═════ MATERIAL SHOWN ═════

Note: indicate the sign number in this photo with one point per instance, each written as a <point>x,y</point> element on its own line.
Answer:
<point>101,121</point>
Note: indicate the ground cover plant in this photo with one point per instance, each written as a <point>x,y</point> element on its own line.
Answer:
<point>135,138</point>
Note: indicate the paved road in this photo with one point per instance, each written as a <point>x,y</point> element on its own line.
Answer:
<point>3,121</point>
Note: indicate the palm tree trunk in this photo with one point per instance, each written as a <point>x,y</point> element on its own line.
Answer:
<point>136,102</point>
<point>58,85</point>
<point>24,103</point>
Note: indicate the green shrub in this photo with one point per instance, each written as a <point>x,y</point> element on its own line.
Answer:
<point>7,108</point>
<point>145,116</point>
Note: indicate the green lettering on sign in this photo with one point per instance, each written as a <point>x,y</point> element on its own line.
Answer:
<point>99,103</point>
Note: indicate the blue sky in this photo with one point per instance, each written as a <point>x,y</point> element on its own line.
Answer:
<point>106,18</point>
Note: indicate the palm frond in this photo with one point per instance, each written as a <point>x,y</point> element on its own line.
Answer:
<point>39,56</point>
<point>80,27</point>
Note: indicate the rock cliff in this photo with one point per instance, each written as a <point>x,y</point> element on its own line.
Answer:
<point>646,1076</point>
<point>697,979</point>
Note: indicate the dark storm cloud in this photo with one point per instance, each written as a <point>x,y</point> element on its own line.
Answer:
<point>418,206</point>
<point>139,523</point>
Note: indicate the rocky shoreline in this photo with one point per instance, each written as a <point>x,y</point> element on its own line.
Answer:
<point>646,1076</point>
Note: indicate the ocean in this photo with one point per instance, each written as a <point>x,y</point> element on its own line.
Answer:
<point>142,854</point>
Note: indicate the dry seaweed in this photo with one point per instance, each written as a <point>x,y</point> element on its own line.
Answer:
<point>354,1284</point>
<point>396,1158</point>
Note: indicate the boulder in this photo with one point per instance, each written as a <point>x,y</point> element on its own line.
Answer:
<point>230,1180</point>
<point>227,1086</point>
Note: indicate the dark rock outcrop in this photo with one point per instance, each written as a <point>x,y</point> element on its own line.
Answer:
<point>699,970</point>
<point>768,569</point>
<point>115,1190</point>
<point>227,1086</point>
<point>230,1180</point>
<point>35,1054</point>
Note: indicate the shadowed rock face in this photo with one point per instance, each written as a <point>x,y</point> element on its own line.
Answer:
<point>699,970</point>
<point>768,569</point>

═════

● **WHAT YOU NEED TO DO**
Rewrite every row above, changing each "indicate" to "mark" and keeping everything else the same.

● **CORRECT ANSWER**
Note: mark the sign number in this photo with one point per instance, each written as a <point>x,y</point> element on its own line.
Answer:
<point>101,121</point>
Note: mark the ground cover plant in this photo with one point per instance, each written as a <point>x,y</point> element on its own line.
Answer:
<point>135,138</point>
Note: mark the paved road in this photo with one point per instance, each written as a <point>x,y</point> element on its own line.
Answer:
<point>3,121</point>
Note: mark the palm tree trunk in this photo with one point per instance, each written as a <point>x,y</point> element on its own line.
Answer:
<point>136,102</point>
<point>58,85</point>
<point>24,103</point>
Note: mark the green shrub in this photo with one point per instance, each written as a <point>x,y</point> element on its own line.
Answer:
<point>7,108</point>
<point>145,116</point>
Note: mark the green lettering on sign in this photo with one point per instance, each written as a <point>x,y</point> element on its own line.
Answer:
<point>99,103</point>
Note: mark the blue sky in this photo with one point per instance, each written as a <point>x,y</point> element on its own line.
Answer:
<point>106,18</point>
Note: mark the palm frond in this photo with one point per instance, each written as a <point>x,y</point> element on its own line.
Answer:
<point>39,56</point>
<point>80,27</point>
Note: mark the rock cliff in this photo with one point per instance, each written as a <point>x,y</point> element on its own line.
Answer:
<point>646,1076</point>
<point>697,979</point>
Note: mark the dark storm cloud in this photo with one point per instance, each written as a <point>x,y</point> element on its own line.
Answer:
<point>418,206</point>
<point>139,523</point>
Note: mark the rocky shoreline in this photo with one point per instance, each written as a <point>x,y</point> element on its own line.
Answer:
<point>646,1076</point>
Note: mark the ocean in this photo with one point per instance, each written as a <point>x,y</point> element on its own line.
Answer:
<point>142,854</point>
Note: mark the dry seaweed in this photo with one point per instance, each written as a <point>x,y</point> element on its own line.
Answer:
<point>354,1284</point>
<point>396,1158</point>
Note: mark the boulder in this photo with one point per instance, each written as a <point>x,y</point> element on its own line.
Answer:
<point>230,1180</point>
<point>227,1086</point>
Note: mark the dark rock outcrop in this photo with one point per instance, each written as a <point>x,y</point> element on its own line.
Answer:
<point>699,970</point>
<point>768,569</point>
<point>115,1190</point>
<point>227,1086</point>
<point>230,1180</point>
<point>35,1054</point>
Note: mark the shadowed rock face in this photo with one point per instance, each written as a <point>x,y</point> element on its own line.
Answer:
<point>699,970</point>
<point>768,569</point>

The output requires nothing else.